* [GIVEN PROBLEM A]: Count the lines of the records below that contain the string "formation". Reply with the number alone.

# True Confessions by Renihan



## JM (Aug 4, 2008)

I was looking for the Orthodox Catechism by Hercules Collins and found the following in a short review of Renihan's book.



> Did you know that some of the most significant differences between the 1689 Confession and the Westminster Confession occur with reference to the doctrine of God, revelation and the incarnation?
> 
> Did you know that the 1689 Confession does not teach that divine truth can be found in the “good and necessary consequence” of Scripture, as the Westminster Confession had put it?
> 
> ...



Anyone own this title?


----------



## NaphtaliPress (Aug 4, 2008)

JM said:


> Did you know that the 1689 Confession includes the imputation of Christ’s active and passive righteousness as an element of justification, but that the Westminster Confession does not?
> Anyone own this title?


No, but the above is a bit off. See the following in the forthcoming issue 4 of _The Confessional Presbyterian_ journal. I should be making notice of the full contents soon. Despite my fears, it will top last year's fat issue (which is a different problem.
Alan Strange, "The Affirmation of the Imputation of the Active Obedience of Christ at the Westminster Assembly of Divines," _The Confessional Presbyterian_ 4 (2008) 194-209.


----------



## JM (Aug 4, 2008)

NaphtaliPress said:


> JM said:
> 
> 
> > Did you know that the 1689 Confession includes the imputation of Christ’s active and passive righteousness as an element of justification, but that the Westminster Confession does not?
> ...



I thought that sounded a little strange. It was the reviewers comments.


----------



## py3ak (Aug 4, 2008)

The 1689 still assumes the covenant of works as well. See Waldron's exposition.


----------



## JM (Aug 4, 2008)

Ruben, do you have True Confessions ?


----------



## Rich Barcellos (Aug 15, 2008)

I have True Confessions!


----------



## Christusregnat (Aug 15, 2008)

JM said:


> I was looking for the Orthodox Catechism by Hercules Collins and found the following in a short review of Renihan's book.
> 
> 
> 
> ...



Some of these differences are not accurate, but may serve Renihan's interest as a so-called Sovereign Grace Baptist.

The differences that are accurate are standard covenantal vs. dispensational (Reformed vs. Anabaptist) differences. Such as the civil teaching of Scripture, and the legitimacy of theology (good and necessary consequences).

I don't own this title, but I think it would be worth getting ahold of, and perusing; I could put it next to my Leonard Veduin Pluralism book.

Cheers,

Adam


----------



## Reformed Baptist (Aug 16, 2008)

Im presently taking Waldron's class on the 1689. Just started, but it is interesting that the 1689 is based more on the Savoy than the Westminster. May explain why some see more differences in it.


----------



## Reformed Baptist (Aug 20, 2008)

> Did you know that the 1689 Confession does not teach that divine truth can be found in the “good and necessary consequence” of Scripture, as the Westminster Confession had put it?



This is actually not true. The 1689 words it differently but the meaning is the same. 



> The whole counsel of God concerning all things necessary for his own glory, man's salvation, faith and life, is either expressly set down or necessarily contained in the Holy Scripture: LBCF, Chapter 1, Article 6



In my course taught by Sam Waldon on the 1689 this was paralleled with the WCF concerning good and necessary consequence.


----------

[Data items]
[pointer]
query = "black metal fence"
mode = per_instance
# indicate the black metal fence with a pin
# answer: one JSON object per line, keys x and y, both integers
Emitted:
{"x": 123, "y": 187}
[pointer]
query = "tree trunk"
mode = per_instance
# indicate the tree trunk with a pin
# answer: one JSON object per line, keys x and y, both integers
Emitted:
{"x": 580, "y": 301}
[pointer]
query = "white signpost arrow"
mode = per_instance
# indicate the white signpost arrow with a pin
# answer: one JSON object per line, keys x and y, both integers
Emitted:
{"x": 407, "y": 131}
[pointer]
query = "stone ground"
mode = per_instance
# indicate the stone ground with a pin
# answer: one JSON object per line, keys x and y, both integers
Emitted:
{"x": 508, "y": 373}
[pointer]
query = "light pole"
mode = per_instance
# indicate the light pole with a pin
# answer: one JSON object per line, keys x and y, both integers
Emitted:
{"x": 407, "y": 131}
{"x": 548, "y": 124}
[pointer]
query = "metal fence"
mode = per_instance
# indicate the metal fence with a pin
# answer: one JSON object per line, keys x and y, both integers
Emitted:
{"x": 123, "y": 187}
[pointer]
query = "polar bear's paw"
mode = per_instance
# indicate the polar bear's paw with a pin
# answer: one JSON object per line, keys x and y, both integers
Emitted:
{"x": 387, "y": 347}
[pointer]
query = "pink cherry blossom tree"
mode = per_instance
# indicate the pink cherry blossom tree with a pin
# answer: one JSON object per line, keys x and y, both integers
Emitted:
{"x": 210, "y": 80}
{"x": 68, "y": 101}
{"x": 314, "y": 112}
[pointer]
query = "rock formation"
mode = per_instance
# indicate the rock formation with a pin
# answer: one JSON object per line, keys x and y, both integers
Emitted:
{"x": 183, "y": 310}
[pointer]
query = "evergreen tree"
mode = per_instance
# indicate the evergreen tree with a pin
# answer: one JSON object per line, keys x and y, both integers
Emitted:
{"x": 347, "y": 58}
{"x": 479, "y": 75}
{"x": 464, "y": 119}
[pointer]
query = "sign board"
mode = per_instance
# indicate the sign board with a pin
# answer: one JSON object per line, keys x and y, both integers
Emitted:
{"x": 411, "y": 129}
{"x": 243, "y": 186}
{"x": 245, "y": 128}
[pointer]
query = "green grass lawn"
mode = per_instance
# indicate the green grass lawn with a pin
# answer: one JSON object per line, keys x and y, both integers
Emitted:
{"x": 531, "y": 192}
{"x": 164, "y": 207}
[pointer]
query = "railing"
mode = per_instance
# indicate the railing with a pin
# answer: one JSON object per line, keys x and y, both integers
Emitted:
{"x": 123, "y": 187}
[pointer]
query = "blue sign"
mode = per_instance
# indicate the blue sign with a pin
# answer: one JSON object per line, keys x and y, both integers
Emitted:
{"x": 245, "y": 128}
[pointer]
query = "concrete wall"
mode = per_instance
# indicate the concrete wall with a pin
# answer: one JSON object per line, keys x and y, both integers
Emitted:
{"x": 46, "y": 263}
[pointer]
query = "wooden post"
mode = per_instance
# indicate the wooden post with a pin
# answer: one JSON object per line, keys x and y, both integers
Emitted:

* [GIVEN PROBLEM B]: In the forum thread above, on what grounds does the poster Reformed Baptist reject the reviewer's claim that the 1689 Confession does not teach "good and necessary consequence"? Answer in one to three sentences.

* [REPLY A]: 2

* [REPLY B]: The poster states that the 1689 Confession words the point differently from the Westminster Confession, but the meaning is the same. In support, the poster quotes LBCF, Chapter 1, Article 6, which holds that the whole counsel of God is "either expressly set down or necessarily contained in the Holy Scripture." The poster adds that the course they were taking on the 1689 paralleled this passage with the WCF's teaching on good and necessary consequence.